WHAT TO DO
Which lines of the entries contain the word "screen"? Please list them.

DATA TO PROCESS
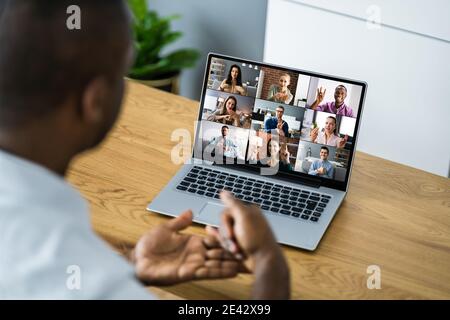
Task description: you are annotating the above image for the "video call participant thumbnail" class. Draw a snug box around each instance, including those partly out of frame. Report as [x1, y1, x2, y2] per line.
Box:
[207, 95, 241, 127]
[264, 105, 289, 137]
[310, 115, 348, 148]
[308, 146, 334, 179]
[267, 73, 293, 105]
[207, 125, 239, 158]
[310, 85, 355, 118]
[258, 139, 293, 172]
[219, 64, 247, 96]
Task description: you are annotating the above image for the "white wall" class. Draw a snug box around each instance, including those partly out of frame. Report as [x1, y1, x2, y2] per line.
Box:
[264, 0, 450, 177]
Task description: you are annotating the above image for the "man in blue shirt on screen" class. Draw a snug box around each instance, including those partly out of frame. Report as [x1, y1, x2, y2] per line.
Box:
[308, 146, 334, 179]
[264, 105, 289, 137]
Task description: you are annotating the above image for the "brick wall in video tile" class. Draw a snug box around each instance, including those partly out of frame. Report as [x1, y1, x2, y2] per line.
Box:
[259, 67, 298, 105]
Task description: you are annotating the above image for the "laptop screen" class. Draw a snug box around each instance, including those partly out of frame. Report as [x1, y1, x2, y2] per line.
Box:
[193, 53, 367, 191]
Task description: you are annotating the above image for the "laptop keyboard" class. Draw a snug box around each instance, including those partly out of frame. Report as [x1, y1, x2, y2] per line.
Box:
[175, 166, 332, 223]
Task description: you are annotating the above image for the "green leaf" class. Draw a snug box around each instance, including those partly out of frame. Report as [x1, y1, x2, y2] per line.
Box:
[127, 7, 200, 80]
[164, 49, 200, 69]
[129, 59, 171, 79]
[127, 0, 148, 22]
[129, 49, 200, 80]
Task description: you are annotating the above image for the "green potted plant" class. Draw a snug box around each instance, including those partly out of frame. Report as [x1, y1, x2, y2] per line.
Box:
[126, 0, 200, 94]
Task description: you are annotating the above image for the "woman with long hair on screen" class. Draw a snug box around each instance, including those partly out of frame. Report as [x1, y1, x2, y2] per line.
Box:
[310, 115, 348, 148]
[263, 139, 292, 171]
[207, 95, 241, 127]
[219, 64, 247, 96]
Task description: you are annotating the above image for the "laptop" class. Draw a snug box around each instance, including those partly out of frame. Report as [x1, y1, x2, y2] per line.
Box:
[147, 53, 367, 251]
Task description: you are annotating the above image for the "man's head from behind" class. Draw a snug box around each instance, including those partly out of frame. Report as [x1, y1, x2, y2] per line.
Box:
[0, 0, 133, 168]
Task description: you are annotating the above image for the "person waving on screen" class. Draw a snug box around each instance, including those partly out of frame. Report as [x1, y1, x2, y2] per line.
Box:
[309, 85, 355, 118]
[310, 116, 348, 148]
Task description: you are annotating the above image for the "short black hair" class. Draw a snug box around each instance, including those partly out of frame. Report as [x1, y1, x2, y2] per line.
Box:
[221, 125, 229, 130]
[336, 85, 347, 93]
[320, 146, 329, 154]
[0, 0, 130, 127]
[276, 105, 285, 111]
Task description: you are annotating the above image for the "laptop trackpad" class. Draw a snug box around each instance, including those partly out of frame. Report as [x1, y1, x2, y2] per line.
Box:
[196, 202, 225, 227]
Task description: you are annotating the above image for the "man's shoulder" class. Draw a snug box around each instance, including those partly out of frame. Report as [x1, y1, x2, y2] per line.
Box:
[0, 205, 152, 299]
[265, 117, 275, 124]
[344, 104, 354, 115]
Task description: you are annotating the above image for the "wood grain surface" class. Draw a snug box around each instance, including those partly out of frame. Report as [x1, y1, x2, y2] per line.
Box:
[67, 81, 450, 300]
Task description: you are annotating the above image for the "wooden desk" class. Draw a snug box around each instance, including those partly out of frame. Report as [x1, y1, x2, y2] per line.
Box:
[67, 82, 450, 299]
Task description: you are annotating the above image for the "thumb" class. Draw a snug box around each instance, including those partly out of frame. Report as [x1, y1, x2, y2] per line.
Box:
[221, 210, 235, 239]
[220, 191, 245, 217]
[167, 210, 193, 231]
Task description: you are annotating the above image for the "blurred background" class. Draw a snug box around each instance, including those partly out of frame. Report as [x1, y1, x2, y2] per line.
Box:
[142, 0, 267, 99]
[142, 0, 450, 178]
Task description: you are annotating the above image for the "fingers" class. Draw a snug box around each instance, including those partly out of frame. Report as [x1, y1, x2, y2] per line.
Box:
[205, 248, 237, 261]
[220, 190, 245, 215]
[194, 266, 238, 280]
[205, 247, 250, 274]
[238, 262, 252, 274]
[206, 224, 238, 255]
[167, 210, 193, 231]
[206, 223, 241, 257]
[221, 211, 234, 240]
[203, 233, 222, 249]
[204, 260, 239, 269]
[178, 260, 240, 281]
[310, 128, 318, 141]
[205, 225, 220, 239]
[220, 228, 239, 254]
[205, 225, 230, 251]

SOLUTION FOR THIS PROBLEM
Task description: you are annotating the above image for the "man in blue shirt on screen" class. Draw a snug box around each instance, including those partly out of frame. Report as [x1, y1, x2, y2] per line.
Task description: you are annotating the above image for the "laptop screen" class. Draw a snug box around each instance, including those partly out of frame. Report as [x1, y1, x2, y2] per line.
Task description: you are annotating the above image for the "woman with long hair on screen" class. Draw a snug box around each instance, including those partly out of frame. Report as [x1, y1, x2, y2] per line.
Task description: you are annotating the above image for the "person waving on screen" class. Draw a snug box around each instance, including those partly out of frame. Report as [x1, y1, x2, y2] per line.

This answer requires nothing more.